**REQUIRED WORK:**
**1)** Using the passage on early African music recordings, answer the following:
(a) Since what year has the website Excavated Shellac offered downloads?
(b) What does the Lingala saying "Opika Pende" mean?
(c) At what institution does Ward hold his day job as researcher/editor?
**2)** In one to three sentences, explain why Ward, according to the passage on early African music recordings, finds these old recordings so compelling.

**TEXT BLOCK:**
He pulls out a recent acquisition: a Mauritanian record that he places on the turntable. The speakers fill the room with hiss and crackle, and a female voice moans while a high-lonesome stringed instrument meanders along. It’s profoundly moving and resurrects long-buried voices within its crackling grooves.


Ward has helped spark interest in this and other early African music through his website, Excavated Shellac, which since 2007 has offered downloads of antiquated African music, some of the oldest ever captured, from throughout the continent. “Opika Pende,” a saying in the Lingala language that means “be strong” or “stand firm,” features music from the site and recordings gathered elsewhere.


His goal was to reveal information not only about the artists but the time period, combine it into a package that would perhaps “affect the way people listen to the music. There’s really a transporting effect when you hear them,” says Ward, whose day job is as researcher/ editor at the Getty Research Center. “Not only are they musically captivating at their best, when you can really hear something that brings you to a jolt, but they’re so laden with history, both as a piece of music but also as an information carrier.


“Tu Nja Tengene Elie” by Mbongue Diboue Et Son Ensemble by dusttodigital


“I thought it would be interesting to finally have a box set that was truly pan-African, that actually combined North African music with East African, South African and Central, all in a mix, without necessarily calling them north, south, east and west.”

(Entries for labeling object positions)
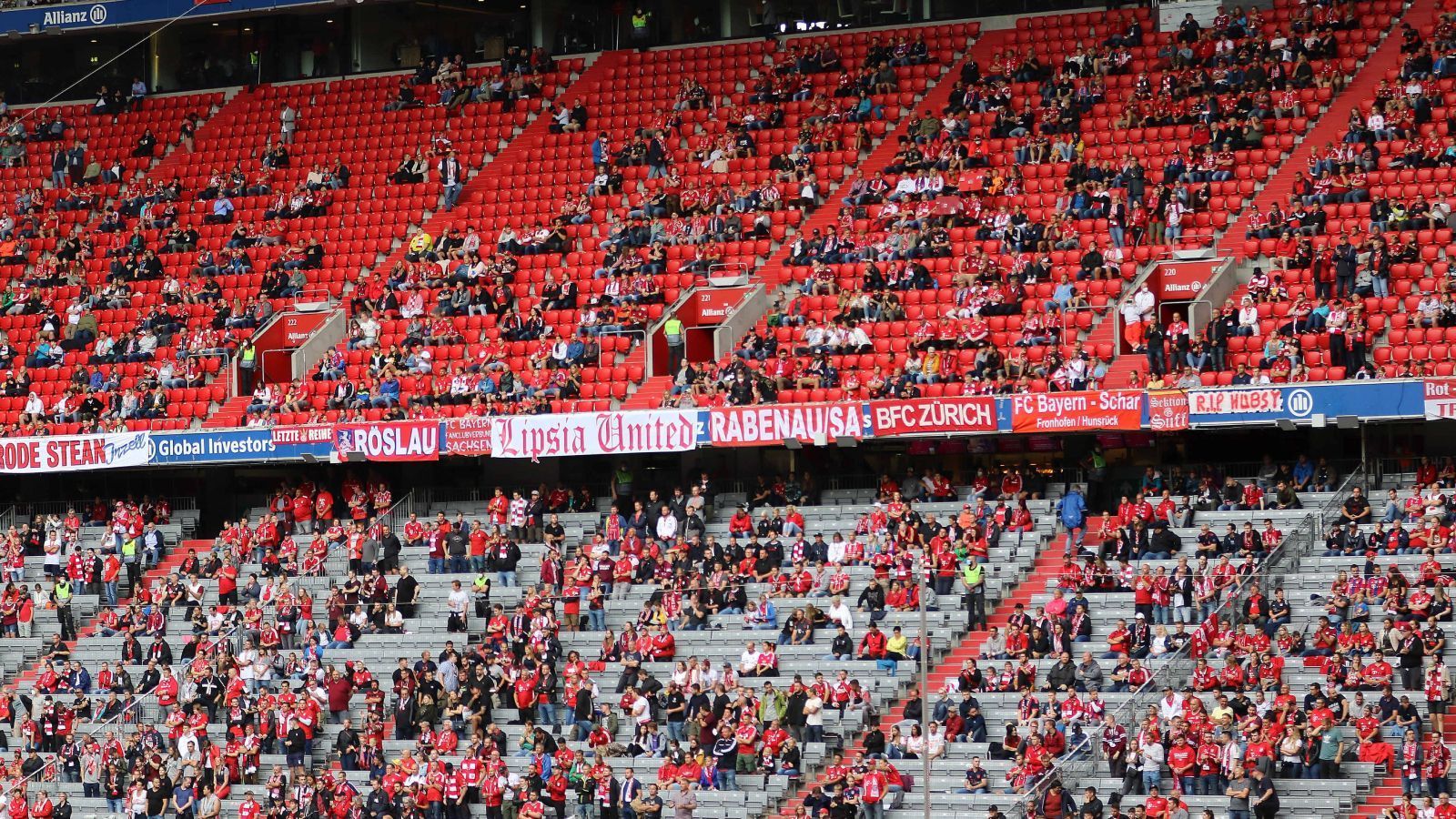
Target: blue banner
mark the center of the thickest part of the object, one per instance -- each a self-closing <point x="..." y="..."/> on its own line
<point x="89" y="16"/>
<point x="230" y="446"/>
<point x="1368" y="399"/>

**RESPONSES:**
**1)**
(a) 2007
(b) "Be strong" or "stand firm."
(c) The Getty Research Center.

**2)** Ward says the recordings have a transporting effect when heard. At their best they are musically captivating enough to bring the listener to a jolt. They are also laden with history, both as pieces of music and as information carriers.